Dataset excerpts on object pointing:
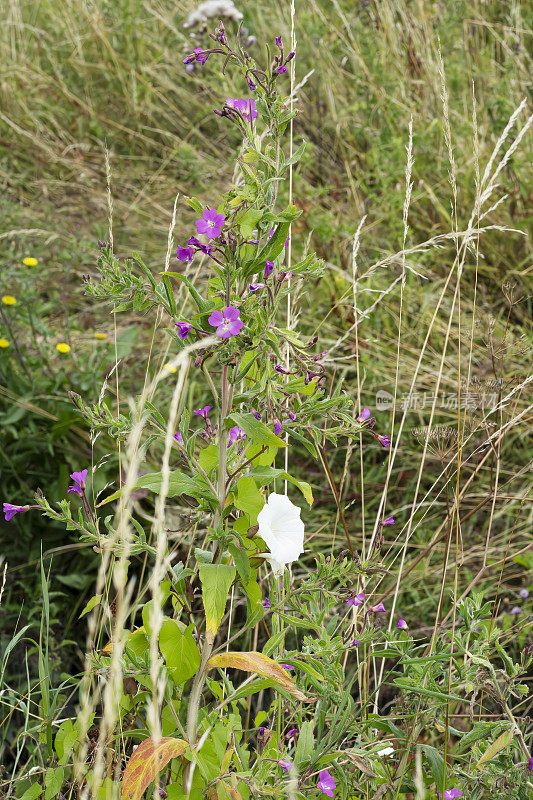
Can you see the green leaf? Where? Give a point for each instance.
(216, 582)
(436, 765)
(180, 651)
(248, 222)
(32, 792)
(242, 562)
(94, 601)
(249, 499)
(306, 743)
(256, 430)
(53, 781)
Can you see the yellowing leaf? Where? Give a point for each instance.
(493, 749)
(146, 762)
(263, 665)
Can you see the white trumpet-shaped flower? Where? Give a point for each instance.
(282, 530)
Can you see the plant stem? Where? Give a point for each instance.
(207, 649)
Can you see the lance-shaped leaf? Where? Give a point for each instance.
(146, 762)
(216, 582)
(263, 665)
(493, 749)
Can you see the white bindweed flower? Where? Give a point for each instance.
(282, 530)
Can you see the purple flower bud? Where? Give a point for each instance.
(185, 254)
(365, 414)
(10, 510)
(269, 266)
(203, 412)
(356, 600)
(184, 328)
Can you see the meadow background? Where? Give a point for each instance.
(79, 80)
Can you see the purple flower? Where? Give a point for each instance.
(365, 414)
(356, 600)
(226, 322)
(203, 412)
(10, 510)
(236, 433)
(244, 107)
(205, 248)
(79, 479)
(184, 328)
(185, 254)
(211, 223)
(383, 440)
(326, 783)
(201, 56)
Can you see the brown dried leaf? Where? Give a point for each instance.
(146, 762)
(257, 662)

TASK OBJECTIVE:
In the part of the entries that opens with the line containing "Can you see the purple flower bud?" and runs through the end of the entries, substitute "violet" for every "purple". Leave everything else unchanged and return only those lines.

THE SOLUTION:
Can you see the violet flower bud? Where? Give a point for each instance.
(185, 254)
(365, 414)
(10, 510)
(269, 266)
(203, 412)
(356, 600)
(184, 328)
Can you see the meadow background? Where? Give a point for each instance.
(79, 80)
Can you see the violet flower? Where? Give a point for each instance.
(365, 414)
(356, 600)
(226, 322)
(203, 412)
(10, 510)
(236, 433)
(244, 107)
(205, 248)
(79, 479)
(184, 328)
(185, 254)
(211, 223)
(383, 440)
(326, 783)
(201, 56)
Can you see the brown dried leaf? Where? Give a point for each instance.
(146, 762)
(257, 662)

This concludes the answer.